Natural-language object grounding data

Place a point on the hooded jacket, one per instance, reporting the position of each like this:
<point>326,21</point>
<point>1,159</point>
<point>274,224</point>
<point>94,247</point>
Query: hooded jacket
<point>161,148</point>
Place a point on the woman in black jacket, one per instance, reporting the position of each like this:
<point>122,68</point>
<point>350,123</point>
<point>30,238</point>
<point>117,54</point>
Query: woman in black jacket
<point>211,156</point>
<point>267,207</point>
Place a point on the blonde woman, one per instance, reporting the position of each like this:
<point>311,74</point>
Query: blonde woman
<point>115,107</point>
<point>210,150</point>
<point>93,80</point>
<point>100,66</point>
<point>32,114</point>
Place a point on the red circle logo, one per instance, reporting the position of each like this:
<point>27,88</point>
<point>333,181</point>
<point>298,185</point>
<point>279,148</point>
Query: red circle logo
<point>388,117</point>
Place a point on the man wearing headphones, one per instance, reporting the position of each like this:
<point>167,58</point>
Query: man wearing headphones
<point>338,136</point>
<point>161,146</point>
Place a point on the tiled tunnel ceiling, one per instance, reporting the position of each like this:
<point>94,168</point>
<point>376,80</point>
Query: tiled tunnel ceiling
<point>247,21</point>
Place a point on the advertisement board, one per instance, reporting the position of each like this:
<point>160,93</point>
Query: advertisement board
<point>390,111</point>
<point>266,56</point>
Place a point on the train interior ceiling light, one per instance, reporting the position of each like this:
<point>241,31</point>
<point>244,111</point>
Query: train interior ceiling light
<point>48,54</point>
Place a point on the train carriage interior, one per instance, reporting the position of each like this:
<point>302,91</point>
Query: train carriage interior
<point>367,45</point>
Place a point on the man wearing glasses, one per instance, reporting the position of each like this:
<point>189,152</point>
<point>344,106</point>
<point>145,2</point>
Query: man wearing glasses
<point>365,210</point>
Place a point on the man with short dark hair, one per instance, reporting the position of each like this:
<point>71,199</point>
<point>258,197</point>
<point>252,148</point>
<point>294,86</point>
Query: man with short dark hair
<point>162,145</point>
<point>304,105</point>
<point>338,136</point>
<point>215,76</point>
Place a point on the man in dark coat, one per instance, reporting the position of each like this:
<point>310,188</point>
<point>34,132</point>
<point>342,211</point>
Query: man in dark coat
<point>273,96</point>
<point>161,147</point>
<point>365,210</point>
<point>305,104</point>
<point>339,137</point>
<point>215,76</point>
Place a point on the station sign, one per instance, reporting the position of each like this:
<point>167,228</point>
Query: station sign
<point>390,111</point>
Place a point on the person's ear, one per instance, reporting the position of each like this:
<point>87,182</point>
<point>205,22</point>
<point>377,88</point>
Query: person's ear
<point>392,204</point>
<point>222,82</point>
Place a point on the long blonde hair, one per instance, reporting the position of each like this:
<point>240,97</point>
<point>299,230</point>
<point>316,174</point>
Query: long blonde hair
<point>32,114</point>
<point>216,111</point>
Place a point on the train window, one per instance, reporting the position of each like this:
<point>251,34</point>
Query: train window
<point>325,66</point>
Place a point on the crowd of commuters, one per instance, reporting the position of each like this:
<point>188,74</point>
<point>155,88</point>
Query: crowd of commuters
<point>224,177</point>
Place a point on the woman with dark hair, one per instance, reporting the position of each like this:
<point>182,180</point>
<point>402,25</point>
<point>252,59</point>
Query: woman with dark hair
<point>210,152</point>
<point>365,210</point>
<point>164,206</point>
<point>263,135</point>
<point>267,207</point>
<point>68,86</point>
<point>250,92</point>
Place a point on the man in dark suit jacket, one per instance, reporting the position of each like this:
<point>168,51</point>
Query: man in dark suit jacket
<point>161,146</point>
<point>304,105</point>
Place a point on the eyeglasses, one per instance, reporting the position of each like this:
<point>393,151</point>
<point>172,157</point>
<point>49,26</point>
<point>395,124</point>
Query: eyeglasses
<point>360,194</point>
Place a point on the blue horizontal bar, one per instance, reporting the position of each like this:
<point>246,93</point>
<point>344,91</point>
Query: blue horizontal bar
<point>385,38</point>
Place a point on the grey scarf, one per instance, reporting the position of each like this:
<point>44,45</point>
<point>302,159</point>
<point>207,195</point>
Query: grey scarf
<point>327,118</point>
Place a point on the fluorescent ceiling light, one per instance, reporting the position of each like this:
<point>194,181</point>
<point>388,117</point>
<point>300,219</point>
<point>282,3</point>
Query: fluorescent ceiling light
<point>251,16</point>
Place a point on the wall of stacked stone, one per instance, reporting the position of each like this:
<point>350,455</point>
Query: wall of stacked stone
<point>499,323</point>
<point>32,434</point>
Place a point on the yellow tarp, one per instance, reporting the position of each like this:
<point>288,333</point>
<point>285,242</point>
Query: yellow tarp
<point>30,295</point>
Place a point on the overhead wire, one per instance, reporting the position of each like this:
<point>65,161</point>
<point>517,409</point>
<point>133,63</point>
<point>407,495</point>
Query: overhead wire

> [Directions for this task]
Write out, word for word, every line from the one containing "<point>302,159</point>" through the last line of the records above.

> [The answer]
<point>302,159</point>
<point>207,195</point>
Query: grey scarf
<point>327,118</point>
Place a point on the fluorescent ceiling light, one per instance, reporting the position of each like this:
<point>194,181</point>
<point>388,117</point>
<point>300,219</point>
<point>282,3</point>
Query: fluorescent ceiling light
<point>251,16</point>
Place a point on the wall of stacked stone, one per instance, reporting the position of each like this:
<point>350,455</point>
Query: wall of stacked stone
<point>499,323</point>
<point>32,434</point>
Place a point on the yellow tarp, one per instance, reporting the position of each like this:
<point>288,333</point>
<point>285,242</point>
Query: yellow tarp
<point>30,295</point>
Place a point on the overhead wire, one per instance, reporting the position of each like this:
<point>65,161</point>
<point>517,409</point>
<point>133,63</point>
<point>407,495</point>
Query: overhead wire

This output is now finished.